> Task brief: Copy out all of the items below, changing "written this way" to "given in this format" and leaving every other word untouched. Leave the pictures out of your copy.

> Input records:
++++++++
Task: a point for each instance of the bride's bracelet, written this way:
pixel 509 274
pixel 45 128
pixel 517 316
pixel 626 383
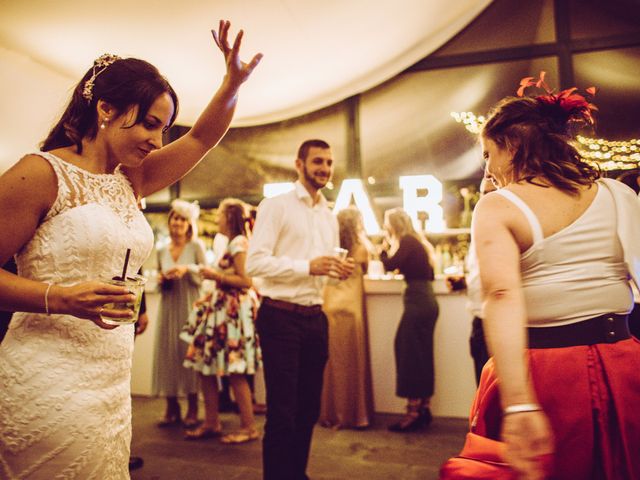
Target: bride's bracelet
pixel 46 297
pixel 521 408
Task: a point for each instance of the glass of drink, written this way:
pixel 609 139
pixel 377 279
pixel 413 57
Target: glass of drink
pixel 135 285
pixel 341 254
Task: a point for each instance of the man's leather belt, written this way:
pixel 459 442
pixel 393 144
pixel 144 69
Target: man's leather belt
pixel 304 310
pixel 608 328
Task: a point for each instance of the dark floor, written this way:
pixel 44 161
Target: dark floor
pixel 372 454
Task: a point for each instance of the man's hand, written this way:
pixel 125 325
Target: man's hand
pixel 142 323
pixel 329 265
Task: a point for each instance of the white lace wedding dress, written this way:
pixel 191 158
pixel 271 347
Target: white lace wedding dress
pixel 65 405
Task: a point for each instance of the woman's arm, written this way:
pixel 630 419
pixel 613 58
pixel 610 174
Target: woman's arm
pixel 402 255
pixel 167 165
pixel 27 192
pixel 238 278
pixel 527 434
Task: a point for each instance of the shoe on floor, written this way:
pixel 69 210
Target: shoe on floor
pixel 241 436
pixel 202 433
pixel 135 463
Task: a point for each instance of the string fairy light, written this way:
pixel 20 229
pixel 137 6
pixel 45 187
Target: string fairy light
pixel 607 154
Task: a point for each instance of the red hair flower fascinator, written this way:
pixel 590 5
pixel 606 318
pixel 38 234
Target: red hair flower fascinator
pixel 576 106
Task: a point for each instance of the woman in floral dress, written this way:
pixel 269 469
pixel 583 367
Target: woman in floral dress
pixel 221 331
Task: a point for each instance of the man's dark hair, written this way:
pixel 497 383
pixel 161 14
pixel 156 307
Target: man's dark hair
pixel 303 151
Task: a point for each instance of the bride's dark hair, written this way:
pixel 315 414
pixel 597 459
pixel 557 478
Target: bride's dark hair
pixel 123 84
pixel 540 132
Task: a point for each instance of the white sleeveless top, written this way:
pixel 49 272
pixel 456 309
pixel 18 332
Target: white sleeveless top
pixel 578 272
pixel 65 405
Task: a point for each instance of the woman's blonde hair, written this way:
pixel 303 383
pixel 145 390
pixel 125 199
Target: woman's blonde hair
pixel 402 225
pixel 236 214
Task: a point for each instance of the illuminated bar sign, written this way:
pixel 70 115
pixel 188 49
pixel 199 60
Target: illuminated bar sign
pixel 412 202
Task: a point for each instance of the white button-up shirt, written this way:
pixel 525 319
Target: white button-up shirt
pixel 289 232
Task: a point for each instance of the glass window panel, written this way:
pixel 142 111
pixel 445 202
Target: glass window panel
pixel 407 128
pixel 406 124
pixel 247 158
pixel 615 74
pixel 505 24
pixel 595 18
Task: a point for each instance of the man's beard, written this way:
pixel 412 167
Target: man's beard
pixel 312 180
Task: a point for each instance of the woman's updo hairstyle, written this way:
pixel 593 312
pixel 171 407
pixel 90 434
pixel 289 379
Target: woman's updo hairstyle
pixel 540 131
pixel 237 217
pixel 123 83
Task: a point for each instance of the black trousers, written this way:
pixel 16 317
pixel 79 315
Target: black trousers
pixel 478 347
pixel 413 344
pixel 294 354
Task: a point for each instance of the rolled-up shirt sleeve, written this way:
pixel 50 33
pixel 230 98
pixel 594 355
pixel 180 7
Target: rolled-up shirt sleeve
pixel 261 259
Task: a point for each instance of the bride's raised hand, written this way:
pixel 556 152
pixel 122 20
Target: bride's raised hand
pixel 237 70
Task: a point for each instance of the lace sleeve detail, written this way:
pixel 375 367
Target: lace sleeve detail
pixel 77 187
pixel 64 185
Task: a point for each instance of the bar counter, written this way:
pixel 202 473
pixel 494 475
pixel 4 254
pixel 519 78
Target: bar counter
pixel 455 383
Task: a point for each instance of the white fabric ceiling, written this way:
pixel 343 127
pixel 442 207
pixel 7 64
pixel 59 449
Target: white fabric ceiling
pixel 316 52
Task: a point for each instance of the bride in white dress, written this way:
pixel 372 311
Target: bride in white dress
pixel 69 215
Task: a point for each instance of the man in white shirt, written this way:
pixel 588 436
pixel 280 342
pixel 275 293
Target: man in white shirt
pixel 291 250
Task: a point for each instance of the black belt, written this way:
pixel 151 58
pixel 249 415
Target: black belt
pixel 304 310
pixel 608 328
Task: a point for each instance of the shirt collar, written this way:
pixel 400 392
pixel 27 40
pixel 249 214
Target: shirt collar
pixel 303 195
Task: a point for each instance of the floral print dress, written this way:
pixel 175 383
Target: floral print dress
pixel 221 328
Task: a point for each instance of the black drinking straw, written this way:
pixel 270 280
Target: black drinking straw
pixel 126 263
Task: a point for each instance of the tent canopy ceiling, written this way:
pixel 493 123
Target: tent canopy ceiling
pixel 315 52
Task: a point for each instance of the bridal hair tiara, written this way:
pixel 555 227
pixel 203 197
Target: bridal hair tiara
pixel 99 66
++++++++
> Correct output:
Task: a point for each instance of the bride's bracelet, given in this format:
pixel 509 274
pixel 45 128
pixel 517 316
pixel 626 383
Target: bride's bracelet
pixel 46 297
pixel 521 408
Task: a point for each instance of the glass of drink, given in this format:
pixel 609 139
pixel 377 279
pixel 413 57
Target: glass of drink
pixel 135 285
pixel 341 254
Task: a point for each instance of the man's leather belt, given in this format:
pixel 459 442
pixel 393 144
pixel 144 69
Target: man's leather belt
pixel 304 310
pixel 608 328
Task: a point for each instance of the dark floor, given in this format:
pixel 44 161
Target: dark floor
pixel 372 454
Task: a point for each instance of the man's hand, given in this format:
pixel 125 325
Target: man's hand
pixel 142 323
pixel 329 265
Task: a point for each instance of the white lace wedding dress, given in this format:
pixel 191 158
pixel 271 347
Target: white lace wedding dress
pixel 65 405
Task: a point for each instance of the woman's arm, given in this format:
pixel 630 419
pixel 613 58
pixel 610 174
Target: woman's arm
pixel 402 255
pixel 167 165
pixel 27 192
pixel 238 278
pixel 527 434
Task: a point for each instance of the shoe on floor, given in this format:
pixel 69 210
Target: shoe on floor
pixel 241 436
pixel 202 433
pixel 135 463
Task: a point for each instance of the string fairy light, given in this format:
pixel 20 229
pixel 137 6
pixel 45 187
Target: string fairy light
pixel 607 154
Task: a point for each instance of the red hair flower fascinator, given in this format:
pixel 590 5
pixel 606 318
pixel 38 234
Target: red hair flower fascinator
pixel 576 106
Task: a point for each instance of the woman in floral dress, given in this format:
pixel 269 469
pixel 583 367
Target: woman in floral dress
pixel 221 331
Task: a point for each instance of the man's dark hair, given in this format:
pixel 497 383
pixel 161 14
pixel 156 307
Target: man's dark hair
pixel 303 151
Task: a point for each instance of the bride's dark hair, given in this format:
pixel 315 414
pixel 597 459
pixel 557 478
Target: bride's dark hair
pixel 123 84
pixel 540 132
Task: a point for each instance of the white sleeveless top, given in this format:
pixel 49 272
pixel 456 309
pixel 18 332
Target: white sleeveless top
pixel 578 272
pixel 65 405
Task: a point for each instance of the woman's blonde hair, given in this format:
pixel 303 383
pixel 145 390
pixel 125 199
Target: woman's blonde hair
pixel 402 225
pixel 236 214
Task: a point for each instance of the illuminated bar sign, given in this format:
pixel 70 115
pixel 188 49
pixel 199 60
Target: illuminated bar sign
pixel 412 202
Task: a point for each instance of the white button-up shirt, given in this format:
pixel 525 319
Target: white button-up shirt
pixel 289 232
Task: a point for each instance of the glass window panel, given in this format:
pixel 142 111
pixel 445 202
Target: glass window panel
pixel 407 128
pixel 406 124
pixel 247 158
pixel 615 74
pixel 505 24
pixel 595 18
Task: a point for each instance of the man's beard, given in this format:
pixel 412 167
Target: man's beard
pixel 312 180
Task: a point for each instance of the woman's updo hairstyle, given in this format:
pixel 593 312
pixel 171 407
pixel 90 434
pixel 289 379
Target: woman's updo hairstyle
pixel 540 131
pixel 237 217
pixel 123 83
Task: a point for each instance of the black trousers, given in this format:
pixel 16 317
pixel 79 315
Target: black trousers
pixel 478 347
pixel 413 344
pixel 294 354
Task: a point for each instance of the rolled-up shirt sleeve, given in this format:
pixel 50 33
pixel 230 98
pixel 594 355
pixel 180 7
Target: rolled-up shirt sleeve
pixel 261 259
Task: a point for each instance of the bride's raised hand, given in this format:
pixel 556 152
pixel 122 20
Target: bride's raised hand
pixel 237 70
Task: a point for each instance of the lace sleeve detail, given in this format:
pixel 375 367
Target: lace sleeve detail
pixel 77 187
pixel 64 185
Task: a point for each instance of the bar counter, given in this format:
pixel 202 473
pixel 494 475
pixel 4 254
pixel 519 78
Target: bar counter
pixel 455 383
Task: a point for each instance of the white fabric ceiling, given in this format:
pixel 343 127
pixel 442 207
pixel 7 64
pixel 59 449
Target: white fabric ceiling
pixel 316 52
Task: a point for each instance of the bride in white dress, given in this format:
pixel 372 311
Target: bride in white dress
pixel 69 215
Task: a point for each instance of the man in white shirt, given in this format:
pixel 588 436
pixel 280 342
pixel 275 293
Target: man in white shirt
pixel 291 250
Task: a point for each instance of the black belt, given in this format:
pixel 151 58
pixel 249 415
Target: black belt
pixel 304 310
pixel 608 328
Task: a point for each instance of the shirt collar, given in this format:
pixel 400 392
pixel 27 40
pixel 249 214
Target: shirt collar
pixel 303 195
Task: a point for each instance of the floral print dress, given in this format:
pixel 175 383
Target: floral print dress
pixel 221 328
Task: a point for each instance of the black drinking straw, given in this format:
pixel 270 280
Target: black drinking straw
pixel 126 263
Task: a point for each instance of the tent canopy ceiling, given in this format:
pixel 493 123
Target: tent canopy ceiling
pixel 315 52
Task: a point for each instance of the bridal hair tiara, given in this format:
pixel 555 227
pixel 203 197
Target: bridal hair tiara
pixel 99 66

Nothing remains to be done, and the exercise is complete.